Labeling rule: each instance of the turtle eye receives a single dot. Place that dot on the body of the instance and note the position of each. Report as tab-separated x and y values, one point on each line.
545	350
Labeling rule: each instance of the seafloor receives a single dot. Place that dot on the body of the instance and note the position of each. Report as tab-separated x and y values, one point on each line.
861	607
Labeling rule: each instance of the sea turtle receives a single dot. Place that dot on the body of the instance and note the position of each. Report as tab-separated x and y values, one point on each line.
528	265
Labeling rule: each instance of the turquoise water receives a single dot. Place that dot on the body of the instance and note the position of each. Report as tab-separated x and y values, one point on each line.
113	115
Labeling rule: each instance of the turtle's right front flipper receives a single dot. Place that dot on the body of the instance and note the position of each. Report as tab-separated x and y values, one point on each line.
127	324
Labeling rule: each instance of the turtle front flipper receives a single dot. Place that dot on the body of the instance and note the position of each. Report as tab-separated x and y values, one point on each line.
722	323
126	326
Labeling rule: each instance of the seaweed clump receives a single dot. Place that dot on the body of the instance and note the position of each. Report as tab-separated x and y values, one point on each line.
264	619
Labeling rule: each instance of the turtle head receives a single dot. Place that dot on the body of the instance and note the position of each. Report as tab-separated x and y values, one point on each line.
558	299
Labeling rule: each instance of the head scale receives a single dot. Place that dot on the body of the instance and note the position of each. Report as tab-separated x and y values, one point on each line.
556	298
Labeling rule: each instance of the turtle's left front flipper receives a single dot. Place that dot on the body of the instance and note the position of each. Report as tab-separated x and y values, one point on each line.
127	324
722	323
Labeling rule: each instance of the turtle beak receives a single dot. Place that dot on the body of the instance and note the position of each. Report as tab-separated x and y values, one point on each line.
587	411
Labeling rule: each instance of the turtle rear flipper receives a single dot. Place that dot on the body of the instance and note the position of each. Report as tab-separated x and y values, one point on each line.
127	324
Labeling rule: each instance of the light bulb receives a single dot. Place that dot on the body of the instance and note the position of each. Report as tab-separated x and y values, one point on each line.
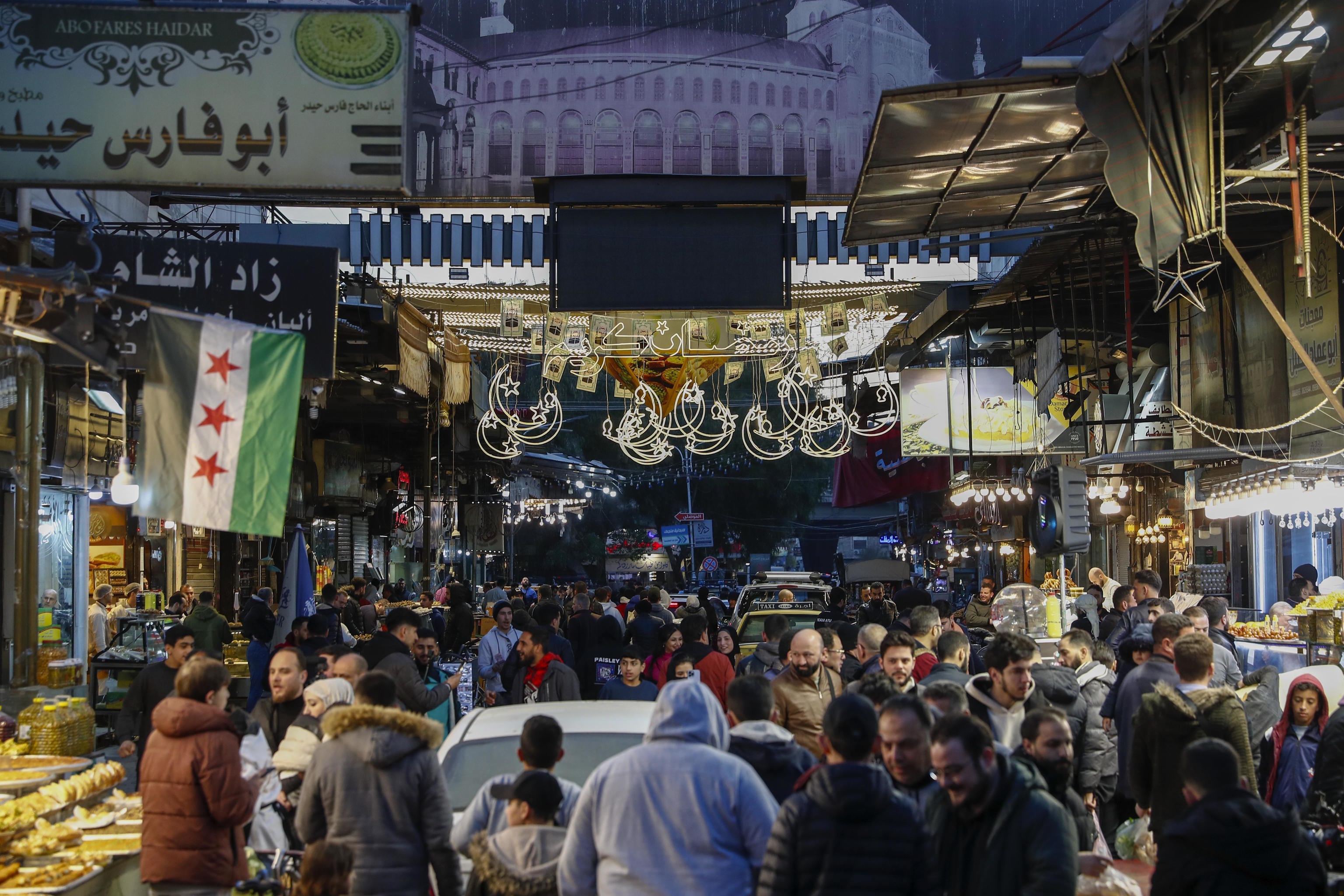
124	490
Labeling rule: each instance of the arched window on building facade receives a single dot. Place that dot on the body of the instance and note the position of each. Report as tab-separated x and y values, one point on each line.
795	163
534	146
608	156
648	143
569	144
725	156
760	152
686	144
824	156
502	144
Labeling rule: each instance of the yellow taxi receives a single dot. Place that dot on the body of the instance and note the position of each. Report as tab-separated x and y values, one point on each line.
802	614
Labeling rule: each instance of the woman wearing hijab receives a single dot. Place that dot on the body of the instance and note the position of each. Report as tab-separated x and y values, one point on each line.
303	737
656	665
726	643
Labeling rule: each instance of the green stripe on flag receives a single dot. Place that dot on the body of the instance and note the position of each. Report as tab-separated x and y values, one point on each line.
168	396
266	452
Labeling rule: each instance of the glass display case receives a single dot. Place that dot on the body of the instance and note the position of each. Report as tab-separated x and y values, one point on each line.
1025	609
139	641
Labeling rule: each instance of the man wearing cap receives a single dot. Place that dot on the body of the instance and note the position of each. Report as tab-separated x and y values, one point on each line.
525	856
495	648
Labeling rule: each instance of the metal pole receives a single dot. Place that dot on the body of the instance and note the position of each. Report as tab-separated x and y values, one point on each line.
24	221
686	466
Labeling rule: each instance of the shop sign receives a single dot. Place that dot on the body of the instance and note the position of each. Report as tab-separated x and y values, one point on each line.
292	288
1315	320
250	97
998	417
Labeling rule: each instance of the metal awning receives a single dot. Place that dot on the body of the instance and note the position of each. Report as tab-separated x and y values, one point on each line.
976	156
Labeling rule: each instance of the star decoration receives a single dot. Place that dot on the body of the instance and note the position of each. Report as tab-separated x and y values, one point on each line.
1184	284
216	417
220	364
209	468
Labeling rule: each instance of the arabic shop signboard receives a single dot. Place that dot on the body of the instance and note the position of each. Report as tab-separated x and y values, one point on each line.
252	97
279	287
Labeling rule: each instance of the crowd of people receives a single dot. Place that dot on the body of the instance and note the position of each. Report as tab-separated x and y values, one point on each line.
900	747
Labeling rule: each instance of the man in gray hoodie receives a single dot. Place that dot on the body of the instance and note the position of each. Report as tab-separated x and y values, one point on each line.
674	816
1003	696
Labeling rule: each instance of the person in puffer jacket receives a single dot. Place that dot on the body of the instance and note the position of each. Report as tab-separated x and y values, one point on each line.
754	737
1060	686
303	737
846	831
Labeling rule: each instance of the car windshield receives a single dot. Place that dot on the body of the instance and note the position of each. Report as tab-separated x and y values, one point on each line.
756	624
471	763
768	593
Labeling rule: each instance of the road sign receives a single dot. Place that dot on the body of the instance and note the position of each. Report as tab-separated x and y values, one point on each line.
676	535
704	534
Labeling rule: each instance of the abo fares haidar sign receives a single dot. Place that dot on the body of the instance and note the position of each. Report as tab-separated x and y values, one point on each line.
255	97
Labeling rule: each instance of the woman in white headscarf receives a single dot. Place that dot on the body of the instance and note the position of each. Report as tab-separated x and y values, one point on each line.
303	737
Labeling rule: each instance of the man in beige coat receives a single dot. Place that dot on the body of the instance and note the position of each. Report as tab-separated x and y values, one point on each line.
804	691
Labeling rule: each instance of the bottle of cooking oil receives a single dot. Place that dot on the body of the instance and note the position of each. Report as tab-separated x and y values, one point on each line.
26	718
46	732
84	712
69	727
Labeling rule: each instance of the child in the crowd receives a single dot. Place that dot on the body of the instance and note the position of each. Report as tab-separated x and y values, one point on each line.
525	856
1288	754
326	870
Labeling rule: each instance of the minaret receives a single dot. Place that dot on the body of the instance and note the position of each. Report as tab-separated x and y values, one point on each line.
498	22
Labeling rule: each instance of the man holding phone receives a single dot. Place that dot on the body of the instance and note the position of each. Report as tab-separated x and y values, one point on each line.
495	648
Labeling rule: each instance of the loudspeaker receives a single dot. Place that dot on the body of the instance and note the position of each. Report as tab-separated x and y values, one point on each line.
1060	525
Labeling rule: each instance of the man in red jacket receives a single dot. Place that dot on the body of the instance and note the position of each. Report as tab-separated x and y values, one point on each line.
715	669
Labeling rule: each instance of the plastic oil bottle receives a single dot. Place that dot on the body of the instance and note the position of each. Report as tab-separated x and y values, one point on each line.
46	732
69	734
26	718
85	742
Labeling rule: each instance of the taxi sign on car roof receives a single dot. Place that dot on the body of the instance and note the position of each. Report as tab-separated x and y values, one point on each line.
804	606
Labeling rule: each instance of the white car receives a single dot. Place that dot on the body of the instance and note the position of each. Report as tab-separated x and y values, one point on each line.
484	743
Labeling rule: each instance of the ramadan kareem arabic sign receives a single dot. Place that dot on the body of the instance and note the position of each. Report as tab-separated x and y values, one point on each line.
255	97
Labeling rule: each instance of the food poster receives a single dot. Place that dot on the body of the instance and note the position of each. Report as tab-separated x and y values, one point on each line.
936	405
107	543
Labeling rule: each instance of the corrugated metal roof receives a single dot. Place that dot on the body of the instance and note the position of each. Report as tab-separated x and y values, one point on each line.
976	156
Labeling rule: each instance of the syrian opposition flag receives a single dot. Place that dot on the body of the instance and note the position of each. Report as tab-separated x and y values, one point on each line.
218	430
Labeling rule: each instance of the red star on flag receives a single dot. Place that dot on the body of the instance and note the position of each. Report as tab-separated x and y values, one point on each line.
216	417
220	364
209	468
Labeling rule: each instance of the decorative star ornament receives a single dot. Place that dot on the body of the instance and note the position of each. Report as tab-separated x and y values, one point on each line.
1183	283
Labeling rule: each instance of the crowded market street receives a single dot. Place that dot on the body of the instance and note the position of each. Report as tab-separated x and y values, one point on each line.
752	448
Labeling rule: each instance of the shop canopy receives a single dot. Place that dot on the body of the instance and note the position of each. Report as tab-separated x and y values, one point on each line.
976	156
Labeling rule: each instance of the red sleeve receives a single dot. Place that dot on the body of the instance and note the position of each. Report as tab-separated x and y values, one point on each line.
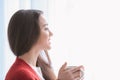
23	75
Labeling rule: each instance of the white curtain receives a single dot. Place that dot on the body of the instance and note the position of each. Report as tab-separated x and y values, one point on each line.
87	32
7	9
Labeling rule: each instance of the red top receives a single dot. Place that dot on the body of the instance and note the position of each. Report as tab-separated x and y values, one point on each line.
20	70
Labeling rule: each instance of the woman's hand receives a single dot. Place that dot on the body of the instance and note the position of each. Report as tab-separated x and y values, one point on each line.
69	73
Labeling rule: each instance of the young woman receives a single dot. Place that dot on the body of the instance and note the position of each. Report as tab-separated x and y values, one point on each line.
28	35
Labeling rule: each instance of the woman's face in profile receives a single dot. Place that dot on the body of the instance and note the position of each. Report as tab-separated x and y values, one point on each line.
45	34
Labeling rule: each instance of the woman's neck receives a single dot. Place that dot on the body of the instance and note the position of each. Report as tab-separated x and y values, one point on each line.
30	57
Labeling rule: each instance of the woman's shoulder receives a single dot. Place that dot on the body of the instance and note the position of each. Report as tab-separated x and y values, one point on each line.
20	71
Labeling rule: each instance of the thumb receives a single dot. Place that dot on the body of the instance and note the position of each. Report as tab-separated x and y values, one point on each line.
63	66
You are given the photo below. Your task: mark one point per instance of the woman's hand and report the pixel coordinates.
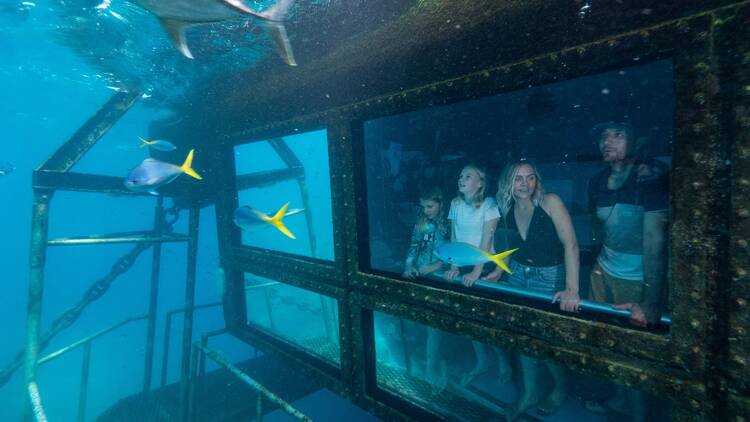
(469, 279)
(569, 300)
(494, 276)
(451, 274)
(410, 272)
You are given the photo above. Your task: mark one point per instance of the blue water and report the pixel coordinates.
(49, 90)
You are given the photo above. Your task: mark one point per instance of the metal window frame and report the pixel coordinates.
(682, 355)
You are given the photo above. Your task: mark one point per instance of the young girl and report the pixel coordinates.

--*--

▶ **Exercise objective**
Each line from the one containing "Labeling rule: each instance of the young" through the final line of the data must be reproduced exactly, both ends included, with no pictures in the copy.

▶ **Expected answer**
Labeling rule: each instance of the young woman receives a single dot. Place that dot on the body of the instance and note the position of each. Report as tab-separated x and y values, one point on each line.
28	35
Labeling rule: each instance of the woman's face in profile receives a single dot. Place that dot on the body of the instance and note the position of each. Report as tab-separated x and y values, one point on each line.
45	34
Labeling rule: each instance of the woman's neck receives a single dot. Place that dot on the body of the instance and note the position of each. Report as tab-separated x and y values, one point on each line.
30	57
Labeling rule: each instance of the woman's shoulder receives a single dot. Place that dot on the body of the instance and note the position of each. Report as tab-separated x and y values, one point on each line.
20	71
Labeling rule: each instance of the thumb receives a single dot. Place that dot on the body of the instance and note the position of each. Report as tab-separated x and y values, one point on each line.
63	66
You are given the photo below. Your task: mark one point per instance of the woman's hand and report the pixel coordinates.
(469, 279)
(569, 300)
(494, 276)
(451, 274)
(410, 272)
You are given the photo above. Your task: mark one point per instance of the blue water and report the pixel coordinates.
(49, 90)
You are given the photo above. Your task: mark one point per instance of the metal window frame and report the pixel coordinates.
(682, 355)
You are given the photo above. Your task: mark one point per instance of the young girl and report the pixel coordinates.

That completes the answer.